# SELECTION
Section 5.3. Replacement of Certificates. In case any Certificate
shall become mutilated or be destroyed, stolen or lost, the Paying Agent shall
execute and deliver a new Certificate in exchange and substitution therefor
upon the Holder's furnishing the Paying Agent with proper identification and
satisfactory indemnity of the Trustees and the Paying Agent, complying with
such other reasonable regulations and conditions as the Paying Agent may
prescribe and paying such expenses and charges, including any bonding fee, as
the Paying Agent may incur or reasonably impose; provided that if the Trust has
terminated or is in the process of terminating, the Paying Agent, in lieu of
issuing such new Certificate, may, upon the terms and conditions set forth
herein, make the distributions set forth in Section 8.3(c). Any mutilated
Certificate shall be duly surrendered and canceled before any duplicate
Certificate shall be issued in exchange and substitution therefor. Upon
issuance of any duplicate Certificate pursuant to this Section 5.3, the
original Certificate claimed to have been lost, stolen or destroyed shall
become null and void and of no effect, and any bona fide purchaser thereof
shall have only such rights as are afforded under Article 8 of the Uniform
Commercial Code as in effect in the State of New York to a Holder presenting a
Certificate for transfer in the case of an overissue.

# STORED ROWS

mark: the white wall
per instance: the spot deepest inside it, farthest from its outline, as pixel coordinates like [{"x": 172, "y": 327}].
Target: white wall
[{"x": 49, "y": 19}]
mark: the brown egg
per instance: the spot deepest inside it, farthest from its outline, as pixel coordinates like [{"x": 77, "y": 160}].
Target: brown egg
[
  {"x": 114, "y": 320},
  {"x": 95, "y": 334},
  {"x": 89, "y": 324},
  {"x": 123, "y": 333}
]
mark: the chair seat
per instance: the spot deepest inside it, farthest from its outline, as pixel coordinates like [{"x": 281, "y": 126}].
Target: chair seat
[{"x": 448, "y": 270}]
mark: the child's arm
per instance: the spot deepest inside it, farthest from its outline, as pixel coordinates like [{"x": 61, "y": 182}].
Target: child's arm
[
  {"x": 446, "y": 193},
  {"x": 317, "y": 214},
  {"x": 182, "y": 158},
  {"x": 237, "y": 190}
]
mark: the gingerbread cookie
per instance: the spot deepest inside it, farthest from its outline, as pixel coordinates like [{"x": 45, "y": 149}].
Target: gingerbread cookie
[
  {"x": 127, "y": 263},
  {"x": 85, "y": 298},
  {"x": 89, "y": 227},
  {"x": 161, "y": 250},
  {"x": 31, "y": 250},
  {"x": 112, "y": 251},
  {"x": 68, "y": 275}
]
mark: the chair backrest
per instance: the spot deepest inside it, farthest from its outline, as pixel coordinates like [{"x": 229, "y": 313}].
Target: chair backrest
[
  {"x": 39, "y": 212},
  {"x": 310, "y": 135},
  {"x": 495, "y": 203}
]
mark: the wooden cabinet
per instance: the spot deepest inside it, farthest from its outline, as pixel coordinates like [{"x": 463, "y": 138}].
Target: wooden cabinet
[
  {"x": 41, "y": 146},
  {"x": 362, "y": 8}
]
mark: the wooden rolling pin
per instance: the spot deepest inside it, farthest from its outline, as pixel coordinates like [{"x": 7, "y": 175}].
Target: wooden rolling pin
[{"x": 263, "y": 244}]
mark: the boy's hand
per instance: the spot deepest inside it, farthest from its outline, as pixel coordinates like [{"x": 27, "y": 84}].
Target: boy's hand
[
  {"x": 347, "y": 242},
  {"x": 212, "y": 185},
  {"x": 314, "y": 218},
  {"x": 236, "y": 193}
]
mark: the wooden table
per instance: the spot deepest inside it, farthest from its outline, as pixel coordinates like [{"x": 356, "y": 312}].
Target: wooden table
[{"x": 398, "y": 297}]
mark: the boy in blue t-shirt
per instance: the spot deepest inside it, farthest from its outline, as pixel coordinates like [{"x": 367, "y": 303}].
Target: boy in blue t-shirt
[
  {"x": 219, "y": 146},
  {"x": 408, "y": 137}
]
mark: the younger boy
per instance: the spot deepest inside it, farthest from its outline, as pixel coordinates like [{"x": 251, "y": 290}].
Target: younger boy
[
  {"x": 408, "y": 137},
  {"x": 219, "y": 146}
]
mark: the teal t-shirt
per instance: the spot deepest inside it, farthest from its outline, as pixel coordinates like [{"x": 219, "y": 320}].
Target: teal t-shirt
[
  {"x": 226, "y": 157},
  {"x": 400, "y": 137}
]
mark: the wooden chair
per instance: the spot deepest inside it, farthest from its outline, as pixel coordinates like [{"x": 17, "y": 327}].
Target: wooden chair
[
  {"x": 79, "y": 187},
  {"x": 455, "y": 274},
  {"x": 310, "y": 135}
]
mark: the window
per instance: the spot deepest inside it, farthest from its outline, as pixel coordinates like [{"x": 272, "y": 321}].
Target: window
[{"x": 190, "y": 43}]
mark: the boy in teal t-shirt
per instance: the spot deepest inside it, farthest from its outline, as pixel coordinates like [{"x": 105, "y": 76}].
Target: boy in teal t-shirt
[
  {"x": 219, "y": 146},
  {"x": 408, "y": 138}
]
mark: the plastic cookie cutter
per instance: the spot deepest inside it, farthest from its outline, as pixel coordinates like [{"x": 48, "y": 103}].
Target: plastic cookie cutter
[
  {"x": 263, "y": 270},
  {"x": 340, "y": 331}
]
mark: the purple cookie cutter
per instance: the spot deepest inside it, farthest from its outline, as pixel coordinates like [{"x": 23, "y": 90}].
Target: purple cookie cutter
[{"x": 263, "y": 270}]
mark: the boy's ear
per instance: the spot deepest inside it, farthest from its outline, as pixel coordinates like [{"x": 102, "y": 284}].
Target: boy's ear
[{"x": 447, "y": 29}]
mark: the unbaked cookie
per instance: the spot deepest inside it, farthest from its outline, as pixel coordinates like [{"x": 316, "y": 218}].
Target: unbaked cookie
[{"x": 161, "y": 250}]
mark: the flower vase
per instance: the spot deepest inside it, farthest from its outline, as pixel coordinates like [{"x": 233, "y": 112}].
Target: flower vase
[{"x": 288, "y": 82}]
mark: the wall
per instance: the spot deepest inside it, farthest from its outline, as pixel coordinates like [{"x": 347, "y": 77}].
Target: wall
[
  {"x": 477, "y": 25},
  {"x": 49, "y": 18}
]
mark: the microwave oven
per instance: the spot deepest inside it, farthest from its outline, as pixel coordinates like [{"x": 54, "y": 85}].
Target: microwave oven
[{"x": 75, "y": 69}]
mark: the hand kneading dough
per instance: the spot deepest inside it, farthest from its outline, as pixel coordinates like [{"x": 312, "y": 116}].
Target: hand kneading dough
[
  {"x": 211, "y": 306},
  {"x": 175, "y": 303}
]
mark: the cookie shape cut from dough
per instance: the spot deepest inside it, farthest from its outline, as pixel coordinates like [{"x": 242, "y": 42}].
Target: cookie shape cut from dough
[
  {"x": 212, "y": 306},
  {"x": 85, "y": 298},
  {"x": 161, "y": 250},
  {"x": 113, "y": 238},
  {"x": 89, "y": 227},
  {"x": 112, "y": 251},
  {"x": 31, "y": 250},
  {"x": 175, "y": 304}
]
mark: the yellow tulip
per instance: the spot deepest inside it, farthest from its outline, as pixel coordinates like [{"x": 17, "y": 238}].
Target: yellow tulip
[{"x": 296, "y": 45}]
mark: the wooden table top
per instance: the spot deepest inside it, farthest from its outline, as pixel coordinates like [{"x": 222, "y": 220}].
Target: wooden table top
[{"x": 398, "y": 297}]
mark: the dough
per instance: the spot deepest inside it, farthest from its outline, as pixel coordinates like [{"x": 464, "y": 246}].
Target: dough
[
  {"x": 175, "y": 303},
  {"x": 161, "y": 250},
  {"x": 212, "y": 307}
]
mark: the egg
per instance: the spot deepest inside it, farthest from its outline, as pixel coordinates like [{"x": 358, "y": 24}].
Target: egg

==

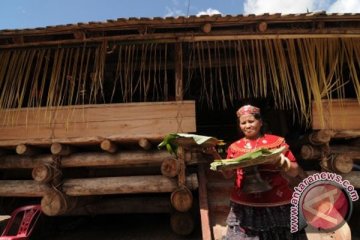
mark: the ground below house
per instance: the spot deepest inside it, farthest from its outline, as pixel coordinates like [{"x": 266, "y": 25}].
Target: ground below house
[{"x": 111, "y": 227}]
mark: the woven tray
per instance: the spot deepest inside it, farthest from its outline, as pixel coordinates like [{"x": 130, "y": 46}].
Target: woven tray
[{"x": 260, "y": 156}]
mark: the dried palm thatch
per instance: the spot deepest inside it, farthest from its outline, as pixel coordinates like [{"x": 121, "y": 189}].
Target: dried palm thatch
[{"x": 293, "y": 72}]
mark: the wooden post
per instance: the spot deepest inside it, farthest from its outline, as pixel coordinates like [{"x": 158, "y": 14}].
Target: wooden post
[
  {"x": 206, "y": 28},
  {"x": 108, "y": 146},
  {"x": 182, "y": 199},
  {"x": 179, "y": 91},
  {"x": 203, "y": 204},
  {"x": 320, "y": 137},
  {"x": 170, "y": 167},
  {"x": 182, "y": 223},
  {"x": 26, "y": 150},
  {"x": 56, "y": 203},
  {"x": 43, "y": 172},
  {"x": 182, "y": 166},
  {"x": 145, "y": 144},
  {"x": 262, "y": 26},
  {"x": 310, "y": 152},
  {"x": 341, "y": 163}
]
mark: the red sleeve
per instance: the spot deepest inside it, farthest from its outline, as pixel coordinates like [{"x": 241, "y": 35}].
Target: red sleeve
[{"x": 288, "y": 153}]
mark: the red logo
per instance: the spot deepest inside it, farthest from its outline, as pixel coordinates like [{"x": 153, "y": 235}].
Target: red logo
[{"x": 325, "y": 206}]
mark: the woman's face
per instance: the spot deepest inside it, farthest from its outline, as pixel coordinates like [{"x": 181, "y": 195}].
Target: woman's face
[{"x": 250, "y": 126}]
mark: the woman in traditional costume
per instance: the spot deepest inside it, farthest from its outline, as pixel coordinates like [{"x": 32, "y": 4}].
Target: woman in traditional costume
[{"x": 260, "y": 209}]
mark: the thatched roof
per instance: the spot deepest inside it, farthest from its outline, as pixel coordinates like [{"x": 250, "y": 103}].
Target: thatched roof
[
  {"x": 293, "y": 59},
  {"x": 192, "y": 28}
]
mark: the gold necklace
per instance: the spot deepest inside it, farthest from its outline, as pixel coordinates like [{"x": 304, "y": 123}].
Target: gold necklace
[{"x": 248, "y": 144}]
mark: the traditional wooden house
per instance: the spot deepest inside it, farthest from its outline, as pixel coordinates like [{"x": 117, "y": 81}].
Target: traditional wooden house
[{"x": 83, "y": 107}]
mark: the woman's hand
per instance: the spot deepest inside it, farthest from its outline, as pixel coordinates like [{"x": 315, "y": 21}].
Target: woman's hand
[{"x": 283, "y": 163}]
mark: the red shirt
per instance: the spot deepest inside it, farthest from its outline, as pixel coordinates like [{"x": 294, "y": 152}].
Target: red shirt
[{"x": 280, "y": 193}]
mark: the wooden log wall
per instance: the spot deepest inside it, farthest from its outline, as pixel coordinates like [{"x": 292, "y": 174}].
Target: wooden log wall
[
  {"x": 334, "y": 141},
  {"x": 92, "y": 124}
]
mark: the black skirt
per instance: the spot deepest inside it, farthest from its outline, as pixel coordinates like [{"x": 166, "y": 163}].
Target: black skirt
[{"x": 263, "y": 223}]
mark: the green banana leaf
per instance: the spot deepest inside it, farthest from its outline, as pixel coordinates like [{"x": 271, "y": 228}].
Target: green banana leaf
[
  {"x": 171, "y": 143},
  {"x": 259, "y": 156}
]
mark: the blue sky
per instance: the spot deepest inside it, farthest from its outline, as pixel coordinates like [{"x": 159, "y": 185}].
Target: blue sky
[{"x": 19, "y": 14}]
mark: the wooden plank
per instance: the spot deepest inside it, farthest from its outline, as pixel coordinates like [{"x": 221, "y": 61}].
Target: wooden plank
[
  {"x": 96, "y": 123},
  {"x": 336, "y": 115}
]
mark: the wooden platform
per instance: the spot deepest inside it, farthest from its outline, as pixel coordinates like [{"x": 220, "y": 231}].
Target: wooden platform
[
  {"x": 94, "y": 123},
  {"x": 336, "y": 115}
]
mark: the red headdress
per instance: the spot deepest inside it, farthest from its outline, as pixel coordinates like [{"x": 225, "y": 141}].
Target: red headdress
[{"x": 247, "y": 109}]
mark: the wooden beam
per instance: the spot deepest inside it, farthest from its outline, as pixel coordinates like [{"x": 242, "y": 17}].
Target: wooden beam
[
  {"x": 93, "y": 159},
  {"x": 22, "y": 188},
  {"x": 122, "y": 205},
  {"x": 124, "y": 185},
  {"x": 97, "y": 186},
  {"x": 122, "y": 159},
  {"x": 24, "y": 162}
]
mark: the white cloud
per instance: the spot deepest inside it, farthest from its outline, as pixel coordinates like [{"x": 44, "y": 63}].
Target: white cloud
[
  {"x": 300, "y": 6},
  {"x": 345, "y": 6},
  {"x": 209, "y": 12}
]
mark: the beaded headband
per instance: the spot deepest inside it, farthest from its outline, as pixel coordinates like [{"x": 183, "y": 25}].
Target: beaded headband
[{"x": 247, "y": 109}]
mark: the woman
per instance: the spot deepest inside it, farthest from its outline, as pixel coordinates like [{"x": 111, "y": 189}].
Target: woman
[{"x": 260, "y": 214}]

==

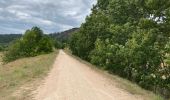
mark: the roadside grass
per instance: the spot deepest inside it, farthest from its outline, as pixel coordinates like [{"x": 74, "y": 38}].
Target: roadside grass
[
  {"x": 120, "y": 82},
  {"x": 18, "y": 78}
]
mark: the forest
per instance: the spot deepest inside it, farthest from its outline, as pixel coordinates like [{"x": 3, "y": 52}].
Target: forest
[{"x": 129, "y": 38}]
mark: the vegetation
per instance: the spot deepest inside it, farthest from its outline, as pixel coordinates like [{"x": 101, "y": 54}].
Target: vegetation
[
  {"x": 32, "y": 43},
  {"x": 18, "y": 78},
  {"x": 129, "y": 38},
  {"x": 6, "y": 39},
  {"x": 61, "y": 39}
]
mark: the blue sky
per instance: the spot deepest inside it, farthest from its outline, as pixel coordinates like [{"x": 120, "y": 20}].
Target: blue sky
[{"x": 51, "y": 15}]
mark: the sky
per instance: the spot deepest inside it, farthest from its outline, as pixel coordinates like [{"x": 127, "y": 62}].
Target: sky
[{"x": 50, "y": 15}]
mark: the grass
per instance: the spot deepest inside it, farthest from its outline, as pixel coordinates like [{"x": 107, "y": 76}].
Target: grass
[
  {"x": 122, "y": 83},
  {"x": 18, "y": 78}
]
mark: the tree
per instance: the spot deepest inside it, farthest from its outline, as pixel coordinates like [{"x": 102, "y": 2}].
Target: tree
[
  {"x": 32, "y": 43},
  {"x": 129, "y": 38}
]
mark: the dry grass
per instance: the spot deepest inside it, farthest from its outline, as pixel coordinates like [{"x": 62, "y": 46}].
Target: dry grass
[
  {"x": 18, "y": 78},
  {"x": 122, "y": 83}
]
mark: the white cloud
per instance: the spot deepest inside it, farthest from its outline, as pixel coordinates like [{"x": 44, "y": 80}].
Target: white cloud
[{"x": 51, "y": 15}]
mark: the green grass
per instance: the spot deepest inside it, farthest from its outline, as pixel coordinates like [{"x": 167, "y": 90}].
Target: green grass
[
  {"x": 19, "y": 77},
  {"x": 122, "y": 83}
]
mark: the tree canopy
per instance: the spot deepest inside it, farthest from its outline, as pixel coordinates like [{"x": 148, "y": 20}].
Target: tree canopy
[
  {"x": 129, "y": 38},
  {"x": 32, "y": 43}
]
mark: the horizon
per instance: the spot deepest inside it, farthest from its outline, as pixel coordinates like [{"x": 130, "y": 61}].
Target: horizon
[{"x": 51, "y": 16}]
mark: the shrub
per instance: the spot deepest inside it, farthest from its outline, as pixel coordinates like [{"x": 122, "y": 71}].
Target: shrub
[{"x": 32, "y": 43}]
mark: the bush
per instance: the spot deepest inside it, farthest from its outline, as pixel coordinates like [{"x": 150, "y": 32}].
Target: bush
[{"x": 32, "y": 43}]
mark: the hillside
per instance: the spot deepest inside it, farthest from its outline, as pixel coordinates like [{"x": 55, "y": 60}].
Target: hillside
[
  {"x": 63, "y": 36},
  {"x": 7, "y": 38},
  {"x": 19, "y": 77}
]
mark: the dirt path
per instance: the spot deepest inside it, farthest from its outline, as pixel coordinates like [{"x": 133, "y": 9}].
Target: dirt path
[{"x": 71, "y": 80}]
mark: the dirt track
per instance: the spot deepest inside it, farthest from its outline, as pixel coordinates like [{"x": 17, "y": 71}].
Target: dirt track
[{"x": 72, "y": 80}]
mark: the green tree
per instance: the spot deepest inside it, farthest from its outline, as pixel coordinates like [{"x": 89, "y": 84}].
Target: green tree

# EXERCISE PROMPT
For each statement below, decide whether it agrees with the section on replacing certificates. Answer yes or no, and quote the words of the section that settle it.
1. A mutilated certificate has to be surrendered and canceled before a duplicate is issued.
2. The Trustees are the ones who execute and deliver the new certificate.
3. Once a duplicate is issued, the original certificate reported lost, stolen or destroyed remains valid.

# COMPLETED EXERCISE
1. Yes: "Any mutilated Certificate shall be duly surrendered and canceled before any duplicate Certificate shall be issued in exchange and substitution therefor."
2. No: "the Paying Agent shall execute and deliver a new Certificate"
3. No: "the original Certificate claimed to have been lost, stolen or destroyed shall become null and void and of no effect"